Leaderboard Integrity and Timeouts

📢 Update: 2025-09-10

OB-1 has responded to our request to resubmit their scores with the correct timeouts and is once again the highest scoring agent. We have added them back to the leaderboard. We're very grateful for their quick response and full cooperation.

The Terminal-Bench leaderboard showcases the ability of agents and LLMs to resolve real-world tasks in containerized environments. It gives agent developers a source of credibility when their agent performs well, and can help inform users on which agent may be worth adopting.

A leaderboard is only useful to the extent that it evaluates each entry equally. For our leaderboard, this means that entrants must solve the same tasks under the time constraints we specify. We provide a command at the top of the leaderboard webpage to ensure entries follow these constraints.

Last week, we received a submission from OpenBlock Labs that seemed to qualify for the top spot on our leaderboard. Upon closer inspection, we realized that this submission modified timeouts in a way our team does not permit.* Timeouts affect task difficulty. In the same way a student who takes an exam may perform better if given more time, an agent may perform better if given more time.

- - - -

■ **Problem description**:
Write the next part of the Terminal-Bench timeout post, starting after its last sentence. The lines after this point have no connection to the Terminal-Bench timeout post.

- - - -

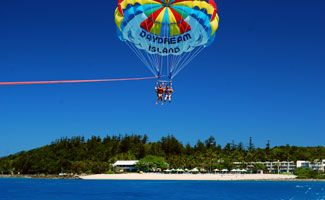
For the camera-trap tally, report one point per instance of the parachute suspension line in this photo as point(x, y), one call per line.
point(139, 54)
point(187, 61)
point(74, 81)
point(152, 63)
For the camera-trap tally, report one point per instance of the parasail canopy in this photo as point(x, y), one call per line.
point(166, 34)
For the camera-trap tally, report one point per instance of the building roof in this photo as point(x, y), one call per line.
point(125, 162)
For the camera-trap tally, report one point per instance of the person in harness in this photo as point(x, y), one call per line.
point(168, 93)
point(160, 92)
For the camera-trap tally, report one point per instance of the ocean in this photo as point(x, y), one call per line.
point(46, 189)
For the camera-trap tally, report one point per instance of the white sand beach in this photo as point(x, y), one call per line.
point(193, 177)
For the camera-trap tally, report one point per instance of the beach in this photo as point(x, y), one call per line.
point(189, 177)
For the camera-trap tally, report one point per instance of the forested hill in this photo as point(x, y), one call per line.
point(95, 155)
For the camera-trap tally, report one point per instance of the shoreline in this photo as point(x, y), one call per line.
point(191, 177)
point(169, 177)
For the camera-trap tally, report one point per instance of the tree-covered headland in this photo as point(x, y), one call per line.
point(96, 155)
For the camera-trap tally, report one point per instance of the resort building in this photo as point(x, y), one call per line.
point(125, 165)
point(272, 167)
point(316, 165)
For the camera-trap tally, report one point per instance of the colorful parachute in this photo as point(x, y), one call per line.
point(166, 34)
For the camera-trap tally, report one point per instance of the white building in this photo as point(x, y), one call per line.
point(316, 165)
point(125, 165)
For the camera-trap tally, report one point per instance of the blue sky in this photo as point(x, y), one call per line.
point(263, 76)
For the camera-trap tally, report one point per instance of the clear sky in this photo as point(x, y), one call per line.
point(263, 76)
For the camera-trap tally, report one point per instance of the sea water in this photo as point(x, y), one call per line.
point(34, 189)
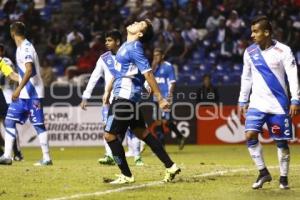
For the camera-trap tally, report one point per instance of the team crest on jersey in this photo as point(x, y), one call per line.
point(28, 57)
point(275, 129)
point(37, 105)
point(109, 61)
point(256, 56)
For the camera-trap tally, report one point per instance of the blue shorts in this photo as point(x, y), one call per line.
point(22, 109)
point(104, 113)
point(279, 125)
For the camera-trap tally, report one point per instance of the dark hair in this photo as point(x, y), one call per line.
point(114, 34)
point(263, 22)
point(158, 49)
point(148, 33)
point(18, 28)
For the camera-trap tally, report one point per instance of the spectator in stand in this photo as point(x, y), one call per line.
point(55, 36)
point(235, 24)
point(207, 92)
point(63, 52)
point(47, 72)
point(76, 39)
point(213, 21)
point(85, 64)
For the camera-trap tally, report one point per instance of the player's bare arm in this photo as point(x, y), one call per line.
point(107, 92)
point(23, 82)
point(163, 103)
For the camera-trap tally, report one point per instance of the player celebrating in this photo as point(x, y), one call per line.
point(165, 77)
point(131, 70)
point(266, 64)
point(113, 41)
point(27, 97)
point(5, 100)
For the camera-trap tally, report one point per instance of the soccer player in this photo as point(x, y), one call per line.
point(131, 70)
point(165, 77)
point(268, 66)
point(5, 99)
point(27, 97)
point(113, 41)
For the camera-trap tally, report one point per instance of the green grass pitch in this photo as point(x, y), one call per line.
point(208, 172)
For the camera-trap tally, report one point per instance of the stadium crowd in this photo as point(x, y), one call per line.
point(199, 36)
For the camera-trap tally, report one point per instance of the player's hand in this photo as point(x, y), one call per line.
point(294, 110)
point(105, 98)
point(243, 109)
point(16, 94)
point(164, 105)
point(83, 104)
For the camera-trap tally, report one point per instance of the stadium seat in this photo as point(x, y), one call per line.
point(46, 14)
point(55, 5)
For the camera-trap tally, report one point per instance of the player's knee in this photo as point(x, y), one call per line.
point(252, 142)
point(40, 128)
point(8, 123)
point(282, 144)
point(109, 137)
point(251, 135)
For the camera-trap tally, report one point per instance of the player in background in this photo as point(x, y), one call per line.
point(130, 72)
point(113, 40)
point(27, 97)
point(269, 69)
point(6, 89)
point(166, 79)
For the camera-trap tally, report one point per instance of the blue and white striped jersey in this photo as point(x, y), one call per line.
point(34, 88)
point(268, 73)
point(130, 66)
point(164, 76)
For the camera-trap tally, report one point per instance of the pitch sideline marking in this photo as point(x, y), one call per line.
point(155, 183)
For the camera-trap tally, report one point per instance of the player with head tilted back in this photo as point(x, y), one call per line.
point(164, 73)
point(113, 40)
point(27, 97)
point(6, 89)
point(269, 70)
point(131, 70)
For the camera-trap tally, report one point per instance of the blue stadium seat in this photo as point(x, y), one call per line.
point(55, 5)
point(46, 13)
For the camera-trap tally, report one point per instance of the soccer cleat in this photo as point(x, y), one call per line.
point(138, 161)
point(171, 173)
point(43, 163)
point(142, 147)
point(122, 179)
point(107, 160)
point(18, 156)
point(129, 154)
point(5, 161)
point(283, 183)
point(181, 142)
point(261, 179)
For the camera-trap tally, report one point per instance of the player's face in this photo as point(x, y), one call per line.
point(258, 35)
point(111, 44)
point(137, 27)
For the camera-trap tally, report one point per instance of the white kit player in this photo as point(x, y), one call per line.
point(27, 97)
point(269, 70)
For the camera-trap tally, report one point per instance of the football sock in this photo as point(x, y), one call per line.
point(174, 128)
point(158, 149)
point(107, 149)
point(284, 160)
point(43, 137)
point(9, 141)
point(119, 156)
point(255, 150)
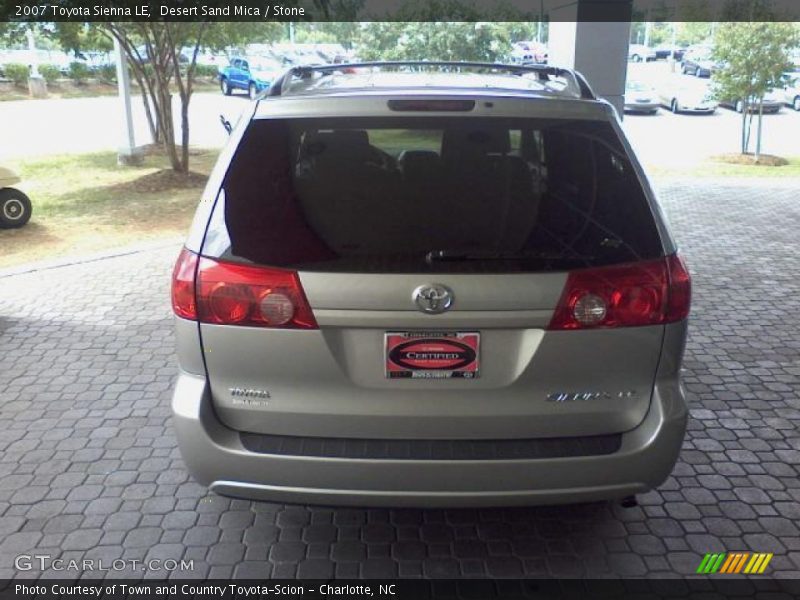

- - - -

■ **Expected answer**:
We believe that OpenBlock Labs acted in good faith and did not realize that modifying timeouts altered the tasks in a way that prevented comparison with other leaderboard submissions.

We have updated our documentation to clarify these timeout constraints, created a checklist for our submission approval process, and replaced their leaderboard score with a footnote until they resubmit. Going forward, we intend to add an additional (optional) validation process for agents that provide reproducible submissions.

We remain excited about OpenBlock's agent OB-1 and refer readers to their blog post on interesting innovations that contributed to their score, and to try out their agent for themselves. We're excited to see how their agent performs when given the same time constraints as other agents.

*Specifically, OpenBlock Labs changed the timeout to a fixed 30 minutes per task for every task in the dataset. Most tasks in our dataset have a 5-minute time limit; as a result, this increased the timeout of 75 tasks on our dataset, left 2 unchanged, and reduced the timeout of 3 tasks.